▶ [SUPPLIED PASSAGE]

More than 66 percent of all adults in the United States rely on prescription drugs, which can be quite costly regardless of whether individuals have health insurance. In fact, adults in the US spend nearly $73 billion on prescription medications, accounting for 16 percent of total health costs.
To help alleviate the financial burden of prescription drugs, two types of non-insurance prescription cards are available: discount prescription cards and manufacturer copay cards. Understanding the differences between these cards and how they can potentially help consumers save money is essential.
Discount prescription cards, also known as Rx savings cards, are widely used by both insured and uninsured individuals. These cards are usually free and easily accessible. Users can download them from the internet or via mobile apps. Once obtained, users simply input the name and dosage of their prescribed drug into an Rx discount app or present a physical card at participating pharmacies. The app or card then compares prices from different pharmacies to find the least expensive option.
The savings obtained through discount prescription cards vary depending on factors such as the specific card issuer and the drug being purchased. Under the best conditions, consumers may save as much as 85 percent off the retail price, although the average savings typically range from 15 to 20 percent. Generic drugs often offer the most significant discounts as they are already priced lower than brand-name medications.

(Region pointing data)
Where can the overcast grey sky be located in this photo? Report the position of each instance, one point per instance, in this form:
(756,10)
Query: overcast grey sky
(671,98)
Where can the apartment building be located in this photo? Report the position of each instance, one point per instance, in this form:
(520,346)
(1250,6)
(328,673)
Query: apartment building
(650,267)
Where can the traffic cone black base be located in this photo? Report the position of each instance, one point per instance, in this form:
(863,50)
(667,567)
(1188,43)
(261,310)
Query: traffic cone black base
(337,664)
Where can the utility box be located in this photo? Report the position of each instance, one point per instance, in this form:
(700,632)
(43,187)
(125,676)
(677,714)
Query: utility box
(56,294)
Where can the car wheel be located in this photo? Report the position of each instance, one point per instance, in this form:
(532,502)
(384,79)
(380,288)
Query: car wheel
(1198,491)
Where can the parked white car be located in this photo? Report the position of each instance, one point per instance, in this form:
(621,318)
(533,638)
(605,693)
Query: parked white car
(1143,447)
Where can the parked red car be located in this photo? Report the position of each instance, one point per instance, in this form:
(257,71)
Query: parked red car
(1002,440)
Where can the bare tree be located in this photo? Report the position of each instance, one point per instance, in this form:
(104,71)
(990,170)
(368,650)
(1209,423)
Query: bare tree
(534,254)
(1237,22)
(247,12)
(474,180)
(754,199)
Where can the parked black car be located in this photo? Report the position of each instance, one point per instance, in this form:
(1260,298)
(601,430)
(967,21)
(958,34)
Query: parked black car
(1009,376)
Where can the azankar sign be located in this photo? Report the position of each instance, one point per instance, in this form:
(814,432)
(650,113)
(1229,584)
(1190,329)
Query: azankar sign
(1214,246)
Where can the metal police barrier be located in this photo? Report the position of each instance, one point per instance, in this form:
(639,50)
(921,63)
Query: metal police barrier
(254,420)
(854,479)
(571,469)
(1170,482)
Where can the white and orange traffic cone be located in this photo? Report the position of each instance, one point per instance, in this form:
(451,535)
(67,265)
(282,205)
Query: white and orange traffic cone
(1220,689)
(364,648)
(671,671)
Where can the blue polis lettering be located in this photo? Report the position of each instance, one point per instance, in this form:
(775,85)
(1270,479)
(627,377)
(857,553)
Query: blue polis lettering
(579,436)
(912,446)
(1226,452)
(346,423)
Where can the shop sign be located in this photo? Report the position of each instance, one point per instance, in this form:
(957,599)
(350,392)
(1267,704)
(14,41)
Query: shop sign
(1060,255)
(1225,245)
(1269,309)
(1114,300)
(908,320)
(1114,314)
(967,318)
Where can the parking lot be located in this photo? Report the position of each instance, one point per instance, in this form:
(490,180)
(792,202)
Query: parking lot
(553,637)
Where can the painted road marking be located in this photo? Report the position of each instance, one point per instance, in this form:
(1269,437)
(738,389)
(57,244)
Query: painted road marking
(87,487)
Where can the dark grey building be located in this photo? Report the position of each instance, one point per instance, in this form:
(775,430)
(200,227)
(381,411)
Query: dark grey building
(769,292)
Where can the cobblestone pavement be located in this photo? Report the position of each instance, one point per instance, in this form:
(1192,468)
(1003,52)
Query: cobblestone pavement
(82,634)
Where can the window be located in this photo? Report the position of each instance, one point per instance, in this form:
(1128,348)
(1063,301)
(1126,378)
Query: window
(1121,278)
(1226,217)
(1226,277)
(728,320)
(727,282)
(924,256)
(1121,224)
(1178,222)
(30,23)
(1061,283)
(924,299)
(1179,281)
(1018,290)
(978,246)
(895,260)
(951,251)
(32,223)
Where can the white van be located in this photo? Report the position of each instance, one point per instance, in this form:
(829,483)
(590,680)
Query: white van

▶ [PROBLEM SET]
a – Transcribe the passage on prescription savings cards between "More than 66" and "total health costs.", inclusive.
b – Pick up the passage on prescription savings cards after its final sentence and carry it forward.

▶ [TASK-BY-TASK RESULTS]
a –
More than 66 percent of all adults in the United States rely on prescription drugs, which can be quite costly regardless of whether individuals have health insurance. In fact, adults in the US spend nearly $73 billion on prescription medications, accounting for 16 percent of total health costs.

b –
It is important to note that discount cards cannot be used in conjunction with health insurance. The two work independently, and individuals should compare the prices offered by their health insurance plan and the discount card to determine the most cost-effective option. In certain cases, when health insurance policies have a cap on prescription costs, the discount card can prove especially beneficial.
However, consumers must exercise caution when using discount Rx cards. Discount rates on specific prescriptions are subject to change, so it is essential to regularly check the app or website for updated comparisons. Furthermore, not all pharmacies may honor the discounted rate, requiring individuals to explore alternative options if the savings are significant.
While most discount cards are free, some issuers may charge an enrollment fee. It is advisable to avoid such cards. Additionally, each time a discount card is used, a small fee may be added to the final price, which can be paid by either the pharmacy or the consumer. Privacy concerns also arise with discount Rx cards, as the companies that issue these cards are not subject to the Health Insurance Portability and Accountability Act (HIPAA). Consequently, personal information collected by these companies can be legally shared and sold to marketers, potentially resulting in targeted advertisements.
On the other hand, manufacturer copay cards offer another avenue for savings on prescription medications, particularly for expensive brand-name drugs without generic alternatives. These cards are provided by pharmaceutical manufacturers, and interested individuals can find them on the manufacturer’s website or inquire with their healthcare provider or pharmacist. To use a manufacturer copay card, individuals must have private health insurance. These cards work in conjunction with insurance, reducing the out-of-pocket expense for the user. The health insurance covers a portion of the cost, and the manufacturer pays the remaining portion, including copays or coinsurance. Manufacturer copay cards are typically offered for medications that do not have generic equivalents.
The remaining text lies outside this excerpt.